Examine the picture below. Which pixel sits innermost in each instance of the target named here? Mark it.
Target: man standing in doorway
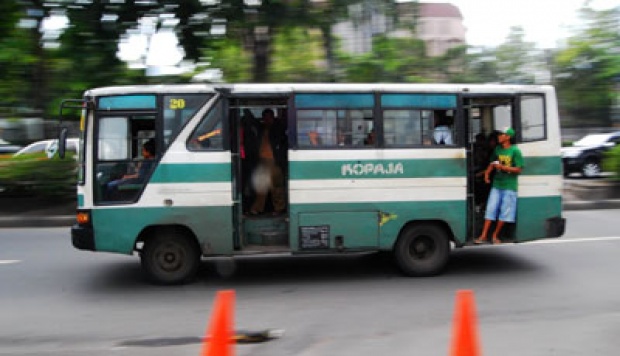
(507, 161)
(268, 176)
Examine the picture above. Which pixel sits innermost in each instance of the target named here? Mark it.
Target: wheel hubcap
(170, 257)
(422, 248)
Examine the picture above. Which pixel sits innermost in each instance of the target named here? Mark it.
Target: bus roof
(283, 88)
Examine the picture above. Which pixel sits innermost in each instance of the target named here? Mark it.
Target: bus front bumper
(83, 237)
(555, 227)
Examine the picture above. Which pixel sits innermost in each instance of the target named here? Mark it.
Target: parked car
(7, 148)
(585, 155)
(49, 147)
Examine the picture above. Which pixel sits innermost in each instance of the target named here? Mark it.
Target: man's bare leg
(485, 230)
(498, 228)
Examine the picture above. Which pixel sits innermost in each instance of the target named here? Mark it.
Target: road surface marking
(8, 262)
(571, 240)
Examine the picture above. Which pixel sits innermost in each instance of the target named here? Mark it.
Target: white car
(50, 147)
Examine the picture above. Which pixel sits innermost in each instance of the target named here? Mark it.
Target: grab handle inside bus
(62, 142)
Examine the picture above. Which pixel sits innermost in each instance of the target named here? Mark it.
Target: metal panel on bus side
(329, 230)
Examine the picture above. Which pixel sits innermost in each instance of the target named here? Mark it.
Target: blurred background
(56, 49)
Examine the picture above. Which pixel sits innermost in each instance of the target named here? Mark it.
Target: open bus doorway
(260, 155)
(484, 117)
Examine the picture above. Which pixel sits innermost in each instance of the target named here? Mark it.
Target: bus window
(208, 135)
(120, 154)
(404, 127)
(178, 109)
(532, 118)
(335, 128)
(113, 137)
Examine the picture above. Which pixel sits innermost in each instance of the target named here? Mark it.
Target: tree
(588, 69)
(516, 58)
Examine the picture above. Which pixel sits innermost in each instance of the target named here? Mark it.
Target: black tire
(170, 258)
(422, 250)
(591, 169)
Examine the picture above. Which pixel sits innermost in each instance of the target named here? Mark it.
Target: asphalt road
(558, 297)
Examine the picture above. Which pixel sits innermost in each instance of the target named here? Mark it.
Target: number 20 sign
(177, 104)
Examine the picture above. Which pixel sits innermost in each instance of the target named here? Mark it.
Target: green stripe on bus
(334, 100)
(542, 166)
(394, 216)
(446, 101)
(192, 173)
(422, 168)
(403, 168)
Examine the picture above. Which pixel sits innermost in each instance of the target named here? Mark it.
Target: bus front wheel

How to complete this task> Could you transcribe the records above exactly, leaving every picture out?

Output for this exercise>
Examine the picture below. Which pixel sits innermost in each instance of the target named here? Mark it.
Target: man standing in doorway
(507, 161)
(268, 176)
Examine the picture above. Which pixel sits innermost in each instance of the target named here? Mark it.
Target: wheel hubcap
(170, 257)
(422, 248)
Examine the picture above. Which pixel sits innermost in each instance of the target named here? Mark it.
Target: bus roof
(283, 88)
Examine the picture above. Which pixel sits innermost in each instance of the target named here? Mark it.
Target: bus front bumper
(83, 237)
(555, 227)
Examine the picture above. Which pixel sits innermost in each instance of the target named here? Mark it.
Target: parked car
(7, 148)
(585, 155)
(49, 147)
Examine the picture above. Which pixel sits innermost in each instance of the target named here? Mark it.
Target: man's bare leg
(485, 230)
(498, 228)
Examine the picture above. Which pixel sits innermost in each instance of the target named here? Mark it.
Target: road surface marking
(8, 262)
(571, 240)
Examine the picture above. Which pixel sits innermost in each instance of the target named here? Mark it.
Target: white car
(50, 147)
Examine the picture above. Which pixel sits innermost in each instance of the target named here? Mark it.
Target: grab handle inside bus
(62, 142)
Examine the picture above. Which pixel sits innermost in each instance of the target named here? Mark it.
Target: metal panel on bus side
(329, 230)
Examine the picture above. Which pixel sits innermost in each instance of the target named here? Mark it.
Target: blurred background
(56, 49)
Examine the picture above. Which pixel sits innermost in each instance of the target named here? Mark it.
Target: open bus doorway
(260, 155)
(484, 117)
Examine the picture above. Which pixel sits innermost in each instance of the target named here? Mark it.
Target: bus window
(208, 135)
(120, 154)
(404, 127)
(178, 109)
(532, 118)
(335, 128)
(113, 137)
Examine the picture above. Which pixel sits innermost in each instance of the target named here? Mark it.
Target: tree
(588, 69)
(516, 58)
Examine the picture above. Which pixel sits innermost in each instance of the target named here? Mark it.
Target: black tire
(170, 258)
(422, 250)
(591, 169)
Examine the picture above. Which pixel sits innermost in each instance of the target named here? Mark it.
Target: asphalt road
(558, 297)
Examine the picture above. Which pixel sits innermost in each instance of the target named here? Mark it.
Target: number 20 sign
(177, 104)
Examine the picture above. Which pixel sits innermost in each instance of the target named here? Mark it.
Target: green stripe on bus
(334, 100)
(542, 166)
(394, 216)
(446, 101)
(192, 173)
(422, 168)
(403, 168)
Examine the picture above. Which pixel sits innermost in each instance of the target named here? Mark it.
Target: bus front wheel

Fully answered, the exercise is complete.